» Assigned task
Give back the line containing "finial, then give the position of each instance." along with every line after it, exactly, until the entries end.

» Data supplied
----------

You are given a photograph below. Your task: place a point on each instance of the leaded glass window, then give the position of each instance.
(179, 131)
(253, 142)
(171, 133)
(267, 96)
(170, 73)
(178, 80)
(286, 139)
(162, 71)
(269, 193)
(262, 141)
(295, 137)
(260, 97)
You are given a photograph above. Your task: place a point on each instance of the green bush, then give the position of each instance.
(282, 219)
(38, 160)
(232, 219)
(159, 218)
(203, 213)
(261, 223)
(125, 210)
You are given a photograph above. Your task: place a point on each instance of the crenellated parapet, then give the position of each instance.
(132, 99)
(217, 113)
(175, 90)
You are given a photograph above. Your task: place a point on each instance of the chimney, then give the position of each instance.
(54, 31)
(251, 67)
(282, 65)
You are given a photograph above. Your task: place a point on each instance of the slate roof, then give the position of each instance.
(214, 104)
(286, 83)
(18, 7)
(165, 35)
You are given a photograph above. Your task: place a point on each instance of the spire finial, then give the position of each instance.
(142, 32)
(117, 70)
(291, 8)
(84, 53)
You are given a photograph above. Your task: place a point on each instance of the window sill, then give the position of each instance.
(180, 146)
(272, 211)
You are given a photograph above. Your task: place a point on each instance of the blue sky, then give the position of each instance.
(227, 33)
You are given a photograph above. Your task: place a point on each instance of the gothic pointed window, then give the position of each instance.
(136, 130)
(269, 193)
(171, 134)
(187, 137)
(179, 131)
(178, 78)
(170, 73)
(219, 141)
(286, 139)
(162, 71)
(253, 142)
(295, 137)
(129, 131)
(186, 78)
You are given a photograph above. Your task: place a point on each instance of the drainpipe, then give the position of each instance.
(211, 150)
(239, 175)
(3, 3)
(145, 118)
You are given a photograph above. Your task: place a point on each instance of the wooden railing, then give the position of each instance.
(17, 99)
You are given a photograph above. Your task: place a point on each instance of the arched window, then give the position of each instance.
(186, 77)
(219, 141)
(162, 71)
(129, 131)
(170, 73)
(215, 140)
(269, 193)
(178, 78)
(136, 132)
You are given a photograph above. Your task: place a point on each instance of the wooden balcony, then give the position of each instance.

----------

» Task result
You are given a photograph above. Your task: place a point on each instance of the spire finial, then give the position of each instance.
(142, 32)
(117, 70)
(291, 8)
(84, 53)
You are given a photograph above. Your task: place a point on each instance of the window sill, then give the position of each instance.
(180, 146)
(272, 211)
You are given a photograph above. Your task: place a point on each instance of the blue sky, then give the position of each instance.
(227, 33)
You are given a photograph above. Your task: place a point on each instance of the gothic pointed window, then give the position of each instance.
(136, 130)
(269, 193)
(171, 134)
(187, 137)
(179, 131)
(178, 78)
(170, 73)
(219, 141)
(286, 139)
(162, 71)
(253, 142)
(295, 137)
(129, 131)
(186, 78)
You are given a photograph above. Your task: place a point on each instance of the drainpipe, then give the position of each instance.
(211, 150)
(239, 175)
(3, 3)
(145, 118)
You are given a photograph above. Your task: place a point on each instance of the wooden railing, then give the position of each instance.
(17, 99)
You are given a photograph above. Your task: place a point on each instance of the arched window, then give the position of each instance.
(186, 77)
(219, 141)
(162, 71)
(129, 131)
(170, 73)
(215, 140)
(269, 193)
(178, 78)
(136, 132)
You are given a photograph above. Your task: place a point on each instance of the wooden balcony, then give the position of each instance.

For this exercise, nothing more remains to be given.